_Brief:_ Pick out each line of the material below that contains the word "front", and copy those lines.

_Input records:_
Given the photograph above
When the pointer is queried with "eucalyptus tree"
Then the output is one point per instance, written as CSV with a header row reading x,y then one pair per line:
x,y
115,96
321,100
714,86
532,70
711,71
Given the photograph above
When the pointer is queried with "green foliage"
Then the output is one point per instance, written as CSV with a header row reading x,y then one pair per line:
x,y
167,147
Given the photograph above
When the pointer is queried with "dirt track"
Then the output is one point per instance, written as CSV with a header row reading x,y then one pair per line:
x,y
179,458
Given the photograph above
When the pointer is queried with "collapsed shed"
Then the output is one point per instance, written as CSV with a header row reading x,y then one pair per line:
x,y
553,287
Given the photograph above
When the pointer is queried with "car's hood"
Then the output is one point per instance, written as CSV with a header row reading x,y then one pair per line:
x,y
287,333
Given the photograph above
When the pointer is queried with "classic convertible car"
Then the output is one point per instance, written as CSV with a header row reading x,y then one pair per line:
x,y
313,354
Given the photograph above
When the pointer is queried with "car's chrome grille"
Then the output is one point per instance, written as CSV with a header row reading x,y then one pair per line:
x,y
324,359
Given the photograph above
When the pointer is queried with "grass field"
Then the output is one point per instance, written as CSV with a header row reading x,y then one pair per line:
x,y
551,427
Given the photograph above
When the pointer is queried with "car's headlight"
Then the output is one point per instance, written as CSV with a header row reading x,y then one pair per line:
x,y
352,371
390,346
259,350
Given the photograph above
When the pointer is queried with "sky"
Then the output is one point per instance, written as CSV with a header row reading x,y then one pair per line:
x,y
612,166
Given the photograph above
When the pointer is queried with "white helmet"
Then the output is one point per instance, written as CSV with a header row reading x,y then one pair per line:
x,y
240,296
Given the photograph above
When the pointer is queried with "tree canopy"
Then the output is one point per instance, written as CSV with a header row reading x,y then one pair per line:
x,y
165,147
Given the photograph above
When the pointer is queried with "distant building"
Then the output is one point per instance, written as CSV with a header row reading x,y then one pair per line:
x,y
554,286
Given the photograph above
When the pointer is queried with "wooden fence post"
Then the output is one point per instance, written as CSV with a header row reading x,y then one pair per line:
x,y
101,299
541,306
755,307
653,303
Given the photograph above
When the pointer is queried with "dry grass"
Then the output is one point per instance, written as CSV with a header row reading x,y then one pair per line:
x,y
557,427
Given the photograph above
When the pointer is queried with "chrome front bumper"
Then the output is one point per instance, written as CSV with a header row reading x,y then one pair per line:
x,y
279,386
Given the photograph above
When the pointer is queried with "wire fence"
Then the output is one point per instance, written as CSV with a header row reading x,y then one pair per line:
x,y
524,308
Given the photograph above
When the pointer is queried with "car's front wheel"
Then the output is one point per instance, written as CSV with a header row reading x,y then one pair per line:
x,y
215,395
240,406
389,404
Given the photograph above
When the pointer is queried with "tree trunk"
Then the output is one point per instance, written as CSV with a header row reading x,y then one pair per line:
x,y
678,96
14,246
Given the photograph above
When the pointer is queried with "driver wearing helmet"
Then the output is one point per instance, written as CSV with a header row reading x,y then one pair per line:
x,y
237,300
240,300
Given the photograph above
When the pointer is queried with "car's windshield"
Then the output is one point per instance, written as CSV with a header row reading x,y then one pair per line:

_Written reply:_
When the pointer is queried with "chrome front bumper"
When the pointer is queried with "car's front wheel"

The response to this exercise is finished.